# EXERCISES
1) Answer these questions from the article on Ursula von der Leyen's campaign rebrand, one per line:
(a) What does the new campaign logo reference?
(b) Who is the campaign's chief spokesperson?
(c) What post did von der Leyen hold in 2008?
2) Continue the article on Ursula von der Leyen's campaign rebrand from the point where it stops.
--- READING TEXT Enclosed Below ---
IMAGE BY OVOODOCORVO
Call me Ursula. Von der Leyen rebranded ahead of
elections.
Commission president’s team wants you to get to know
the person behind the office.
Ursula von der Leyen has a new campaign website in
bright hues, along with a new logo and laden with a new 'Ursula 2024' slogan. |
APRIL 29,
2024 4:00 AM CET
BY BARBARA
MOENS
Think you
know Ursula von der Leyen? Think again.
With the EU
election just over a month away, von der Leyen’s team wants to transform the
image of the European Commission president from a tough crisis-manager-in-chief
to a more personal and warm mother and grandmother who wants her family to grow
up in a safe Europe.
It’s a
return to the family-forward and fun roots of the European People’s Party’s
lead candidate, who has, since 2019, steered the bloc through the pandemic and
Russia’s invasion of Ukraine and the subsequent cost of living crisis.
Back in
2008, when she was the German family minister, von der Leyen let actor Hugh
Jackman pull her out of a trashcan. It’s a stark contrast to the past five
years, where she has become known for her self-discipline and for sleeping at
the Commission’s headquarters while working long hours and weekends.
Now, she
has a new campaign website in bright hues, along with a new logo — a circle of
golden stars that references the flag of the European Union — and laden with a
new ‘Ursula 2024’ slogan.
The
“personal” element is key, Alexander Winterstein, the campaign’s chief
spokesperson, told reporters on Friday.
“People
know her as Commission president,” said Winterstein. “What people may know less
about is who she actually is as a person … Who is Ursula von der Leyen?”
Statements
on the campaign website are signed with von der Leyen’s handwritten autograph
and on the website, she states that “as a mother of seven, I want my children’s
children to grow in a safe, prosperous Europe.”
Will this
new image of von der Leyen be on display during Monday’s Maastricht debate, the
first debate between the lead candidates for the presidency of the European
Commission? That’s where von der Leyen will have the opportunity to directly
confront her challengers, including Anders Vistisen, the lead candidate of the
far-right Identity and Democracy group.
While the
strategy to focus more on her personality and her family may surprise the
Brussels bubble, it is not entirely new for von der Leyen.
--- End of Enclosed READING TEXT ---
--- RECORD EXTRACTS Enclosed Below ---
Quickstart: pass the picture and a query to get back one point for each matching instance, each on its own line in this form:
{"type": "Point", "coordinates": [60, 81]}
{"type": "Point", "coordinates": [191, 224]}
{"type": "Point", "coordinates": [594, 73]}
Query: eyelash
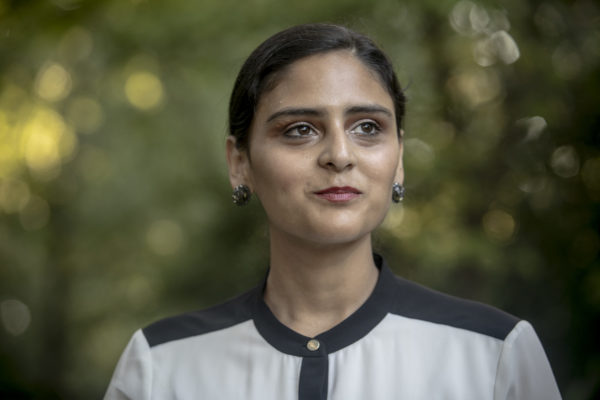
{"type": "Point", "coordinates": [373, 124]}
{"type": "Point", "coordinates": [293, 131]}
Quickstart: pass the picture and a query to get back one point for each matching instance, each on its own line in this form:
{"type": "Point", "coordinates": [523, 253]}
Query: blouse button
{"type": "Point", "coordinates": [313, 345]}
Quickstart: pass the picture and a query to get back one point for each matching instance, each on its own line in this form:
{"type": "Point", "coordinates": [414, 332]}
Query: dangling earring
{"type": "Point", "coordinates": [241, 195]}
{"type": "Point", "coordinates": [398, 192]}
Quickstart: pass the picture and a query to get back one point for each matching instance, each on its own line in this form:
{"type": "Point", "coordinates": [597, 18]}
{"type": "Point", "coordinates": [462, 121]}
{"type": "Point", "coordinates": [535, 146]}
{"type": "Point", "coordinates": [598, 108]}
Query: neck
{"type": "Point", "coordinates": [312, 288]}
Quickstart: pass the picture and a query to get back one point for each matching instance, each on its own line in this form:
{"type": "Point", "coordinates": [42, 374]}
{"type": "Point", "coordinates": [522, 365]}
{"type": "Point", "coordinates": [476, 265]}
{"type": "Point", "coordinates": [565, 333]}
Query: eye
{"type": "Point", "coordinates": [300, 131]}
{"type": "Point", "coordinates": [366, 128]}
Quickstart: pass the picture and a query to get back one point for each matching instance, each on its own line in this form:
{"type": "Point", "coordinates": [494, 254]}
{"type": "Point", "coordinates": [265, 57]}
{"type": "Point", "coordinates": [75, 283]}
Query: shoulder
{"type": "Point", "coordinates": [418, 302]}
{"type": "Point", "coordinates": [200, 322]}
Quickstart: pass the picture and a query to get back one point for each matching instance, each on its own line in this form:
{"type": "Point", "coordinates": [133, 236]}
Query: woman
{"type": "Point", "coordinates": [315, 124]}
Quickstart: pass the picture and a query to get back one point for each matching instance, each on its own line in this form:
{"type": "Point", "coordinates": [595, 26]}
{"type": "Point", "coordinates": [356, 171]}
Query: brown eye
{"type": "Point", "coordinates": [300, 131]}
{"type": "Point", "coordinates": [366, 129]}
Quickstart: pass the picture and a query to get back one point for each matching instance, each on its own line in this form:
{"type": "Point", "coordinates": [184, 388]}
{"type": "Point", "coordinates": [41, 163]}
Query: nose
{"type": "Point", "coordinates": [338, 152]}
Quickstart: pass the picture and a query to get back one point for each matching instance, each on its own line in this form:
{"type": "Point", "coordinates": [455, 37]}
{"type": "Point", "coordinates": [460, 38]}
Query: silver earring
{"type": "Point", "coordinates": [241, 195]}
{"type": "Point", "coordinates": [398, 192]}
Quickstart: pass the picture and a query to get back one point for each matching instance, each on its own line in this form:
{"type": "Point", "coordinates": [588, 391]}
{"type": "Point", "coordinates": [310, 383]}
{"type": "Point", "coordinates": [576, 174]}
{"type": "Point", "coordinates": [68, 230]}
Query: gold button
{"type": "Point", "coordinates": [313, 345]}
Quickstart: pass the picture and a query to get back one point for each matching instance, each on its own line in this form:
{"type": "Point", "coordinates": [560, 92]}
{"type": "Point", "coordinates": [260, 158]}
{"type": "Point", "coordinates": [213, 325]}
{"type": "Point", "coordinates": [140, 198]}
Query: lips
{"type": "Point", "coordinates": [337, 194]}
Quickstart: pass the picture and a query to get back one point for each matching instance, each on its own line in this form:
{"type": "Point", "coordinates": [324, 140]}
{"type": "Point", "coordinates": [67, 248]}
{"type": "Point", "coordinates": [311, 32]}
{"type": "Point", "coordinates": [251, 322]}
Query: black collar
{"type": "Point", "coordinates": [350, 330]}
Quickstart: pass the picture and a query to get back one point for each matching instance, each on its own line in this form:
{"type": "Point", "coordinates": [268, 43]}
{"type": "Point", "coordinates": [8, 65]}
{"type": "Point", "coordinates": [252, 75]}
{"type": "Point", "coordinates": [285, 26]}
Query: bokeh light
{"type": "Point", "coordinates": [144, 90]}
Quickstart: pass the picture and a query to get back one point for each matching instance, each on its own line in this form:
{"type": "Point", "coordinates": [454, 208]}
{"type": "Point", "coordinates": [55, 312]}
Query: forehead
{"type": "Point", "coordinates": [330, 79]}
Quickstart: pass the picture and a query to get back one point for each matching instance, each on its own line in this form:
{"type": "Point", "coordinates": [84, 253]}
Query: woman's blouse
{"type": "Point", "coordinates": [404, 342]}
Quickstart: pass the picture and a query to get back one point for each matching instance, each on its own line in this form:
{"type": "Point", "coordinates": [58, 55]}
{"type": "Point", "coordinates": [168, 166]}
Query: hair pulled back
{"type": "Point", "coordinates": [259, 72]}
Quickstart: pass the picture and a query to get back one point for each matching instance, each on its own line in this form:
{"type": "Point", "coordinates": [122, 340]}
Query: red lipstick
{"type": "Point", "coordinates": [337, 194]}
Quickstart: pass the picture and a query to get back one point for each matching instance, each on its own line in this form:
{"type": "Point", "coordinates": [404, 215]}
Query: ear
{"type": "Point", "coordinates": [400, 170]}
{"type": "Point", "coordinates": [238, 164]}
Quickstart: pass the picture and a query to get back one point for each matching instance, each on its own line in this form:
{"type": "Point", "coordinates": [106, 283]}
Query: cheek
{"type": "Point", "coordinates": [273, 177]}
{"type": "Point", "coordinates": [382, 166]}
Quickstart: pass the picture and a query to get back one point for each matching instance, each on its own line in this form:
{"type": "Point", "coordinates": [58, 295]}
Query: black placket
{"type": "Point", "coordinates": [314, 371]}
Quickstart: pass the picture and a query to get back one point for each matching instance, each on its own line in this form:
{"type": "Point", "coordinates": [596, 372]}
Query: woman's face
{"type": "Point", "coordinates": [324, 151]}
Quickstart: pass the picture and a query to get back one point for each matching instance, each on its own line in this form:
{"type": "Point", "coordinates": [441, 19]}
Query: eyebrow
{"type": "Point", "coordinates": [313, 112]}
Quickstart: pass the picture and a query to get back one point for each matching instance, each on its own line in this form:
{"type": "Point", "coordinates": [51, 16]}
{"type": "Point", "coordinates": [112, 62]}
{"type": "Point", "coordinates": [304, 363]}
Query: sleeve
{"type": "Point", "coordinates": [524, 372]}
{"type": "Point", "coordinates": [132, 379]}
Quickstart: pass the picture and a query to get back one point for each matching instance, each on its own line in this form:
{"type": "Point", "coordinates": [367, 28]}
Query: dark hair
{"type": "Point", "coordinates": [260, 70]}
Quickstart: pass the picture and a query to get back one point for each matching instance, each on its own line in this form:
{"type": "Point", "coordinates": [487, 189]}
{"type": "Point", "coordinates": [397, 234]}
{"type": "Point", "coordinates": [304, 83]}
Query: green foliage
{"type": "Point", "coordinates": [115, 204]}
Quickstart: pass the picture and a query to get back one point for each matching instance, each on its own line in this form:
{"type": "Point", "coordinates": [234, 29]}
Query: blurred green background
--- End of Enclosed RECORD EXTRACTS ---
# TASK RESPONSES
1)
(a) The flag of the European Union.
(b) Alexander Winterstein.
(c) German family minister.

2)
Before
making a surprise entry into European politics in 2019, the Brussels-born
medical doctor’s personality and family life were well-known in German
politics. She joined the first cabinet of former Chancellor Angela Merkel in
2005 as family minister after becoming labor minister in 2009. She took over
the defense ministry in 2014, which was largely seen as a failure.
Throughout
those years, von der Leyen regularly talked about herself and her family of
seven children, particularly in her early years as family minister. Opponents
criticized her for putting her family on display and using them for her own
political advantage, they said.
In her
early political years, von der Leyen openly discussed the difficulties of
combining a career and parenthood as she was fighting for public daycare as a
family minister. To this day, improving mothers’ ability to stay in the
workforce remains a politically sensitive topic in German society.
In doing
so, she potentially drew inspiration from her father Ernst Albrecht, a former
German politician and top European civil servant, who regularly used his family
in his campaigns. At one point, he even introduced his family on a TV show to
let his wife and their children sing.
It’s
unlikely von der Leyen will go this far.
“This is
not a US-style presidential campaign,” said a spokesperson for the campaign who
was granted anonymity to speak openly about the campaign. “For example, you
won’t see the family.”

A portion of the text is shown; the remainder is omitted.